What you need to do >> In the timeline design excerpt below, condense the paragraph beginning "A single MySQL instance handles" into a short bulleted list that keeps its main facts.

Three concrete failures emerge the moment real traffic shows up:
Sarah follows 200 people. To build her timeline, the DB must touch 200 user-partitions, sort their recent tweets by time, and return the top 20. Now imagine Raj follows 5,000 people — his query touches 5,000 partitions for a single page-view. With 200M DAU each refreshing 7 times a day, that's billions of multi-partition fan-in queries per day. No DB survives this.
A single MySQL instance handles roughly 5K-10K simple queries/sec. We need 325,000. Even with read replicas, the timeline query above hits dozens of partitions per request — multiplying the underlying DB load by 10×-50×. CPU pegs at 100%, p99 latency goes from 5ms to 5 seconds, every Twitter user's app feels broken.
1,150 tweet inserts/sec sounds tiny next to 325K reads — until you realize they share the same DB. Write contention on indexes (especially the timestamp index every timeline query depends on) makes both sides slower. A single celebrity tweet can lock indexes for milliseconds and ripple latency across thousands of in-flight reads.
The single most important insight in this design comes from the read/write ratio in §3. Timelines are read 280× more often than tweets are written. So instead of computing the timeline at read time (expensive, repeated), compute it once at write time and cache it. When Sarah posts a tweet, push it into the pre-built timelines of every one of her followers. When Raj opens the app, his timeline is already assembled — read it from a single cache key in 5ms.

Lines of data:

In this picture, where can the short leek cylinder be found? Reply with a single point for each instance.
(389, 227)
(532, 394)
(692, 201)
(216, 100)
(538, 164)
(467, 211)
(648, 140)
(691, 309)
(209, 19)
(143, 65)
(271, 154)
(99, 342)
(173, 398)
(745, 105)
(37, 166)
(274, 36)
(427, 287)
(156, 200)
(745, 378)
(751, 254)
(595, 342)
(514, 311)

* * *

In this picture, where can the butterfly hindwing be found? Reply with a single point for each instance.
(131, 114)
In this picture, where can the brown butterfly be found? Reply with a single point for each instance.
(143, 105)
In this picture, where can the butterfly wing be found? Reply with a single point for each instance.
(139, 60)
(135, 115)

Expected output >>
- One MySQL instance manages about 5K–10K simple queries per second, but 325,000 are needed.
- Read replicas don't solve it: each timeline query hits dozens of partitions, raising the underlying DB load 10×–50×.
- Result: CPU reaches 100%, p99 latency jumps from 5 ms to 5 seconds, and the app feels broken for every Twitter user.